* What to work on *
Copy nothing but the text: repeat each entry exactly and drop the images.

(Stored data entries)
══════
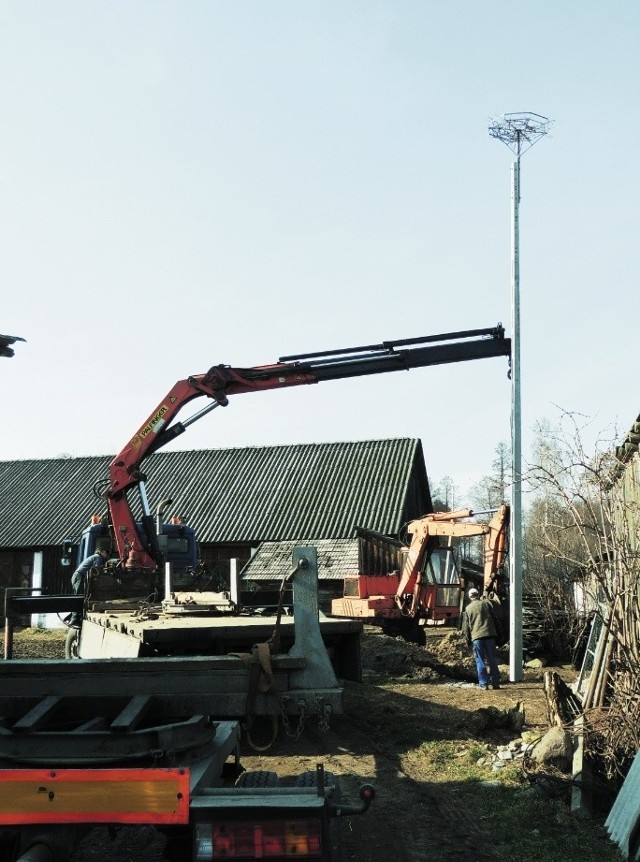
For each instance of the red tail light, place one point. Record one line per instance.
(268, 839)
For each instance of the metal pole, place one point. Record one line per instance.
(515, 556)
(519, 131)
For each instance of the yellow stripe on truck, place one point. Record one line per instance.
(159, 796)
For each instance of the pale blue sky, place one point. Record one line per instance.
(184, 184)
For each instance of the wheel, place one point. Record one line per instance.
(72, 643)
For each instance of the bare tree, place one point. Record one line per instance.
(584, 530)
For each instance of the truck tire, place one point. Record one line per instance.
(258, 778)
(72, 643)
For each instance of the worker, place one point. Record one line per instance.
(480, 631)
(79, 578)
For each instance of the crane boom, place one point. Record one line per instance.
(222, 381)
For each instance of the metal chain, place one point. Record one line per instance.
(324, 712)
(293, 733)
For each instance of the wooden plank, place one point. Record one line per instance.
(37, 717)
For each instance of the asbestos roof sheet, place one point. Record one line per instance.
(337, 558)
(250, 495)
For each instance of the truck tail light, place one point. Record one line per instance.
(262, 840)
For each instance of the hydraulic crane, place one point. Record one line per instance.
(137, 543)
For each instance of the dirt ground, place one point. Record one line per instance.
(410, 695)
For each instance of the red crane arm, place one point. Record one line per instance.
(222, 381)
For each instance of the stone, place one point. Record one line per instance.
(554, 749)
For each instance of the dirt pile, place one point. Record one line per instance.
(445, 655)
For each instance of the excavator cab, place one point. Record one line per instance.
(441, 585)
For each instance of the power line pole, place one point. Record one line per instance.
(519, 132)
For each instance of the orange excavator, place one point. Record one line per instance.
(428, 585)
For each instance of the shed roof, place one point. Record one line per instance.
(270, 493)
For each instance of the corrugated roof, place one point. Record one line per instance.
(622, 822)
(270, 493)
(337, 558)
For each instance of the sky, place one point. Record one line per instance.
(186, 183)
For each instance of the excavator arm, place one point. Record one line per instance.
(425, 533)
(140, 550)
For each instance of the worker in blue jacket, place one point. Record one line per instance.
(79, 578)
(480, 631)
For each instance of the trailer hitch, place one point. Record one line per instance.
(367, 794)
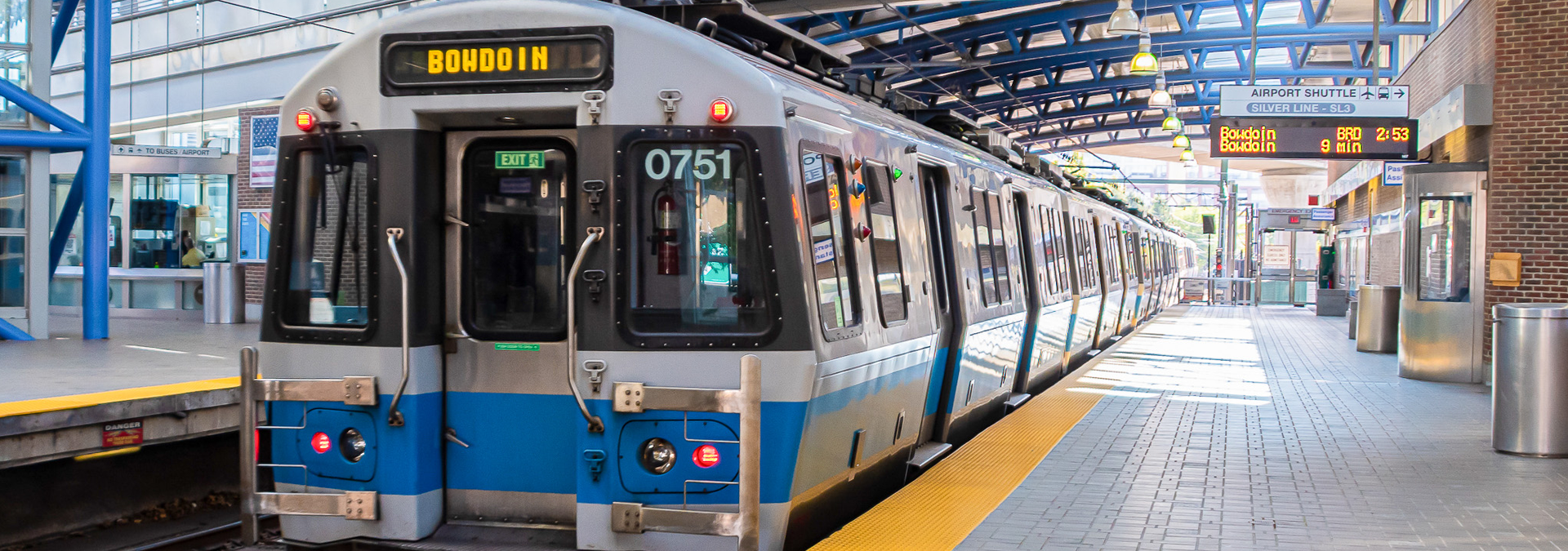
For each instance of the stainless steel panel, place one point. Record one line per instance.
══════
* Worked solution *
For each instance of the red tail light, place one point. Record one line per instance.
(268, 839)
For each instance of the metal pole, place one point. Record one line per instance.
(515, 556)
(519, 131)
For each instance of the yellow stripe on truck, place one point. Record one line per instance.
(159, 796)
For each instance of the pale blue sky, place one point. Record one line per instance.
(184, 184)
For each instance of the wheel, place one point. Record one line per instance.
(72, 643)
For each instance of the bare tree, place one point. Record one line per instance.
(584, 530)
For each instance of the truck tire, place one point. Record one line per instance.
(258, 778)
(72, 643)
For each instance of the worker, place one point. Record one line per instance.
(480, 631)
(79, 578)
For each instance of the crane boom, place one point. Record one line per instance.
(222, 381)
For each instance of the metal chain, place one point. Record one line per instance.
(324, 712)
(293, 733)
For each instance of the wooden plank, place one point. Record one line per instance.
(37, 717)
For each instance of the asbestos roof sheet, place one point. Record one line per instance.
(337, 558)
(250, 495)
For each instance of the truck tail light, place one point. Record one line per instance.
(262, 840)
For each instance of the hydraulic crane, place one point. Record one line per instance.
(137, 543)
For each instance of the dirt ground, place one point. Record one line per instance.
(410, 695)
For each instance of the red crane arm, place one point. Record one line per instance.
(222, 381)
For each instance of the stone, place one point. Record one line per instance.
(554, 749)
For each instance of the dirt pile, place one point. Record one line per instance.
(445, 655)
For each instance of the excavator cab, place one point. Record one line per instance.
(441, 585)
For each instance of the power line pole, place one point. Record one line per instance.
(519, 132)
For each instance of the orange excavator, place one point. Record one line per instance.
(428, 585)
For each instance of the shed roof, place one point. Record one line per instance.
(270, 493)
For each instance of the corrugated roof, place one point. Record one line per instance.
(622, 822)
(270, 493)
(337, 558)
For each instance of the sky, place one point. Record one line per instance.
(186, 183)
For each instance of the excavator arm, place one point. Record one line per instance.
(425, 533)
(140, 550)
For each instance of the worker in blue jacket, place one point. Record one line per instance.
(79, 578)
(480, 631)
For each instance of the trailer hitch, place one point. Record one line per instance.
(367, 794)
For each instance of the stainless steel panel, place one point. Record one line per instance.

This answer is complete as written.